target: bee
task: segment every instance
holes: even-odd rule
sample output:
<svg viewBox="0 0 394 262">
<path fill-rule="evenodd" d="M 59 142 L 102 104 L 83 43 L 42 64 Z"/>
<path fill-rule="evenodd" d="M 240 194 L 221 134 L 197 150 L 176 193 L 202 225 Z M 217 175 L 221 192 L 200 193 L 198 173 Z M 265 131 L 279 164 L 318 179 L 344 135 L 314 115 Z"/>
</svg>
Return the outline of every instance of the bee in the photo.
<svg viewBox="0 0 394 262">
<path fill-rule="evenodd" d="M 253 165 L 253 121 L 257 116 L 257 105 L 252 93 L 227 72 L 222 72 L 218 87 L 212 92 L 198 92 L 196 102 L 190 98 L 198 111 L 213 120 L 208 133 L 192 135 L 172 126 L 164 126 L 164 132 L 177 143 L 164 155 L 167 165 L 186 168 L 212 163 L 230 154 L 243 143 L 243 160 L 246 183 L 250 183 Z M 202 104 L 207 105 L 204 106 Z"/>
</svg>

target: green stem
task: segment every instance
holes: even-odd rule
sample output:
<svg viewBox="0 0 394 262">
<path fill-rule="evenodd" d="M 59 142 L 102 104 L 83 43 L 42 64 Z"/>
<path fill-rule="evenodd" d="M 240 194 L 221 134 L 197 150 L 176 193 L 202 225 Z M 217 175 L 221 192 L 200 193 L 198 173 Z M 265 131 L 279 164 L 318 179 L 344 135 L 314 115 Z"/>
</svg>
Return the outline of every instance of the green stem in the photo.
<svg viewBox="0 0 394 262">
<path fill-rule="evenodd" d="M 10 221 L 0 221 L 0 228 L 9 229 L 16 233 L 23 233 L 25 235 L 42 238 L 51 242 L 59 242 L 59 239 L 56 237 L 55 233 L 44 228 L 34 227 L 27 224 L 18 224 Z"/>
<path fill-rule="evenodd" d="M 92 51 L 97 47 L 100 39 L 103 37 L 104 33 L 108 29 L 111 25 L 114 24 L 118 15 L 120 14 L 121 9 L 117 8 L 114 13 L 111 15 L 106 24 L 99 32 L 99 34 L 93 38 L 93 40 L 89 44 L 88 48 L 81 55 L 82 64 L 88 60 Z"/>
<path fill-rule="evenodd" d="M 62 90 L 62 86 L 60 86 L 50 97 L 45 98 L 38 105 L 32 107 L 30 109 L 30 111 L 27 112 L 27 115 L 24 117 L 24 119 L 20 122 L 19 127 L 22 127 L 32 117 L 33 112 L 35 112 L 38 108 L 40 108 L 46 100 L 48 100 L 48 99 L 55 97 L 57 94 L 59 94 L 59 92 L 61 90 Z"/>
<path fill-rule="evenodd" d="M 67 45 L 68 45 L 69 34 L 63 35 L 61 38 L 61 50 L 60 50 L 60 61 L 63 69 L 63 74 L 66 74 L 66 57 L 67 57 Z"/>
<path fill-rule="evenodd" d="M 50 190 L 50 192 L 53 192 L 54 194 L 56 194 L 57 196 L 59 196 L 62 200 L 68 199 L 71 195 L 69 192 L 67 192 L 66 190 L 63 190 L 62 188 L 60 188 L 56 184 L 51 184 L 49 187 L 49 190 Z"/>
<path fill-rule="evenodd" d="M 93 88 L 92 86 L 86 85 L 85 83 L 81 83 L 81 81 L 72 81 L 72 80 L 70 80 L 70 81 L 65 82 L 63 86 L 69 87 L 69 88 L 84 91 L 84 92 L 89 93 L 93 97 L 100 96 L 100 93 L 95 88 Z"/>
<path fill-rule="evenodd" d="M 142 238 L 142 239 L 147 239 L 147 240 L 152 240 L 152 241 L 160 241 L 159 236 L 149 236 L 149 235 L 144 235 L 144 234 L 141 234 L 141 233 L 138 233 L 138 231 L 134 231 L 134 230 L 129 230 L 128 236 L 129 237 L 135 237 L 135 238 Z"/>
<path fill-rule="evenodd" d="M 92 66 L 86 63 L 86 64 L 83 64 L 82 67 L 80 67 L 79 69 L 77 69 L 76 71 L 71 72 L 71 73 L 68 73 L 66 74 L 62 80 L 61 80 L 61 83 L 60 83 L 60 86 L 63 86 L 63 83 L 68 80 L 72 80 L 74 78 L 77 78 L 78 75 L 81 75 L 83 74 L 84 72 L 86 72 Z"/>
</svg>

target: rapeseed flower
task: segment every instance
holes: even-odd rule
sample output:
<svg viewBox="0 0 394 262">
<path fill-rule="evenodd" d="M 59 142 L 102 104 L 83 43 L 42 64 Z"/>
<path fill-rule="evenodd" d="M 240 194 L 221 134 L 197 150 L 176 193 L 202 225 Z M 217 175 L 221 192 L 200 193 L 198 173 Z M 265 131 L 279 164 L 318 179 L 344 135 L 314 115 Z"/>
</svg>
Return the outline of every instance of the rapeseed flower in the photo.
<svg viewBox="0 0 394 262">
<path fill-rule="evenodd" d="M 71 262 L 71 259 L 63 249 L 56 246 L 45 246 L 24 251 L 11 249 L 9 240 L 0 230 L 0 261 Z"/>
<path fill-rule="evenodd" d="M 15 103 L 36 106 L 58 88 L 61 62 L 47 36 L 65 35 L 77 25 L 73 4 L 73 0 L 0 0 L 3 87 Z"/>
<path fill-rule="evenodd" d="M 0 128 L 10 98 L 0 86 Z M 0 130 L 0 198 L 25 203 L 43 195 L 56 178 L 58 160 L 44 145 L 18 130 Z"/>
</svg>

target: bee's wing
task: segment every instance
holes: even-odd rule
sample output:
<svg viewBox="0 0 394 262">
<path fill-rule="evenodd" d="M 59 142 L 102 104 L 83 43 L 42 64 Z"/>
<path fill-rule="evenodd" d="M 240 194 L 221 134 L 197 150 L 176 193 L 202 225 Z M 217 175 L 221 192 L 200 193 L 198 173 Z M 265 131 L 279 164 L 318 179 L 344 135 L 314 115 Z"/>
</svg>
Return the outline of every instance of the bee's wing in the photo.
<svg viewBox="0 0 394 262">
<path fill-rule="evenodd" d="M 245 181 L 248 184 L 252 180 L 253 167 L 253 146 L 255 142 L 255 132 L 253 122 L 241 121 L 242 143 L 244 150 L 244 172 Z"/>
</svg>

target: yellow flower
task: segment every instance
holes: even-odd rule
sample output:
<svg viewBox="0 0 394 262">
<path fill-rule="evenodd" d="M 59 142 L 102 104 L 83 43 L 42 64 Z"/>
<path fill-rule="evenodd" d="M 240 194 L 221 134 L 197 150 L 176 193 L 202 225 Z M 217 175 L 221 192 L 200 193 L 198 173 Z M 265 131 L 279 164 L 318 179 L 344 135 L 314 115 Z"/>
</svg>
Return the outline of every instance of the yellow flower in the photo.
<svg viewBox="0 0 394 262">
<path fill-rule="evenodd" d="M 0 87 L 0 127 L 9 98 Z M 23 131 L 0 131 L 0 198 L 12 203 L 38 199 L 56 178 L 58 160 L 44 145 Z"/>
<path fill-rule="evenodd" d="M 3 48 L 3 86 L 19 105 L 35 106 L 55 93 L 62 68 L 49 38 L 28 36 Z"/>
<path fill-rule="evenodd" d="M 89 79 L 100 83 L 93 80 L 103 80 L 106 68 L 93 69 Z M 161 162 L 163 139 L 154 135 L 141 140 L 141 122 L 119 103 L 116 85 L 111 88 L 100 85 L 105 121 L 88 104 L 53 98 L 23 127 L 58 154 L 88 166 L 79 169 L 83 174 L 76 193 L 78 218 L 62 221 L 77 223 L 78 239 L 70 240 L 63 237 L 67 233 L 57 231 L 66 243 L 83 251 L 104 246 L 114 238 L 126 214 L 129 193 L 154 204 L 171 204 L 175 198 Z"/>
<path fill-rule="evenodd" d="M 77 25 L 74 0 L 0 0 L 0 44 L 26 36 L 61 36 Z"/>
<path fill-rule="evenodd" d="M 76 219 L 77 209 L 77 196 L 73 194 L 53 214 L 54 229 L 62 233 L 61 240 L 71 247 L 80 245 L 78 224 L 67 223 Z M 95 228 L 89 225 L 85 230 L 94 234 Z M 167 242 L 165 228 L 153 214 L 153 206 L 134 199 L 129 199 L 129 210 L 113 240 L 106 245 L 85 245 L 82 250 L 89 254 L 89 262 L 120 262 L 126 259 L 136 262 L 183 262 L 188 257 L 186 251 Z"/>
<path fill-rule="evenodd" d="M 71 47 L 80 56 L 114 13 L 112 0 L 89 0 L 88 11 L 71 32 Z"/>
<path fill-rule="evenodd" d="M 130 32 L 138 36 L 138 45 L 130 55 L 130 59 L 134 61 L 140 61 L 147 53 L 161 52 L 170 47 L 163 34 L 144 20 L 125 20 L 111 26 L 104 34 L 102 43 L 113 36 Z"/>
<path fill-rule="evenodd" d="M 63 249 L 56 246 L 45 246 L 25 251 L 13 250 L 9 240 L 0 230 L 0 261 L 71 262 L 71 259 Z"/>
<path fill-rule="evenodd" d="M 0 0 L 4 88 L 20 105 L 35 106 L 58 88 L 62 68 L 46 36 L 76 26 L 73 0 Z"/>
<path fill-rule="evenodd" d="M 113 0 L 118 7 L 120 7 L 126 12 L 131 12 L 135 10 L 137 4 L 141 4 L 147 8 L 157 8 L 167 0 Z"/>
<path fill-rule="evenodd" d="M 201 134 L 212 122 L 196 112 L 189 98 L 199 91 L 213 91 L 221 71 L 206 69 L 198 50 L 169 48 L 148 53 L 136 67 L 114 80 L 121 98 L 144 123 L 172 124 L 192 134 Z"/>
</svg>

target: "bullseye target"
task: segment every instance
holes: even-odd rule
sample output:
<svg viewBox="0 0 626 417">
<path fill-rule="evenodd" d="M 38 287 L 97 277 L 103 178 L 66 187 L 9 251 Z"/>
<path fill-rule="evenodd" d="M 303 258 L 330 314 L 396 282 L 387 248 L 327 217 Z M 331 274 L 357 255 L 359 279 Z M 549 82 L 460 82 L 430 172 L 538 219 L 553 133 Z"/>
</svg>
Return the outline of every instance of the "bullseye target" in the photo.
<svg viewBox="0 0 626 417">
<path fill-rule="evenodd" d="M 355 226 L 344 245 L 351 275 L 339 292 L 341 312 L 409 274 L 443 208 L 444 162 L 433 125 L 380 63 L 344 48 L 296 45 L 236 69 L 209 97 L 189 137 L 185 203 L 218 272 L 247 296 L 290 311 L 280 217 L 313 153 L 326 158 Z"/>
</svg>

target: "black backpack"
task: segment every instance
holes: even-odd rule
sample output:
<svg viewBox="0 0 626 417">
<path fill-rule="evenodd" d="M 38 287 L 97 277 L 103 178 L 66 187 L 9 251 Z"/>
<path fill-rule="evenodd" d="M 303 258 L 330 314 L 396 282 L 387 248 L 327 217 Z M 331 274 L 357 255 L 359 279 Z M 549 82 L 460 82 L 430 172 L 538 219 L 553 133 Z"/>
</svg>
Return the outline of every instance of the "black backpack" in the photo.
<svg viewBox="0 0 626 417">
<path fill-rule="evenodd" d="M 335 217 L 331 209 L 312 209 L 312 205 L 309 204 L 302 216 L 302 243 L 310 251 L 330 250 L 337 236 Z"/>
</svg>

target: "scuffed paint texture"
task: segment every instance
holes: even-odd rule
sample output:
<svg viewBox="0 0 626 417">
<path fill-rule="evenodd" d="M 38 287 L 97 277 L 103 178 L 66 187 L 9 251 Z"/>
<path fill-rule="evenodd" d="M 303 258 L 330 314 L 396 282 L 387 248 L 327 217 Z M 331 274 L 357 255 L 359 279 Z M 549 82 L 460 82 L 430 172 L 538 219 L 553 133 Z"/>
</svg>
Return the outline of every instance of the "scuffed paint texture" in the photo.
····················
▶ [TASK REQUIREMENTS]
Tally the lines in the listing above that contain the string "photo", treating uppercase and lowercase as distinct, and give only the number.

▶ [RESPONSE BELOW]
8